▸ Text:
After a lengthy process which started in very late September when we got the list of readers and the longlist of books was sent out to the shops, the winner of the 2017 Waterstones Children’s Book Prize has been announced.
If you couldn’t guess from the post’s featured image it was ‘The Girl of Ink & Stars‘ written by Kiran Millwood-Hargrave.
As I wrote earlier the process really started in late-September when the booksellers are chosen to give their opinion on the books in the longlist. This list is broken into three areas; Illustrated Book, Younger Fiction (5-12), and Older Fiction (13+).

▸ Collected data:
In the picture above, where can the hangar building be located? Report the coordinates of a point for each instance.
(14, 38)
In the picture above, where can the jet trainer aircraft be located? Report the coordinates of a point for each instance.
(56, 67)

▸ Directive: Can you continue the post about the 2017 Waterstones Children's Book Prize, picking up right after its last sentence?

▸ Output below:
The books on the longlist were:
- “Life is Magic” by Meg McLaren
- “Nara and the Island” by Dan Ungureanu
- “The Journey” by Francesca Sanna
- “Mr Moon Wakes Up” by Jemima Sharpe
- “There’s a Tiger in the Garden” by Lizzy Stewart
- “Story Orchestra: Four Seasons in One Day” by Jessica Courtney-Tickle
- “I’m Hungry” by Jorge Martin
- “The Hippopandamouse” by Jools Bentley
- “Super Stan” by Matt Robertson
- “Tiger in a Tutu” by Fabi Santiago
- “Hello, Mr. Dodo!” by Nicholas John Frith
- “Hiding Heidi” by Fiona Woodcock
- “The Bear Who Stared” by Duncan Beedle
- “Little Red” by Bethan Woollvin
- “Alphonse, That Is Not OK to Do!” by Daisy Hirst
Younger Fiction (5-12)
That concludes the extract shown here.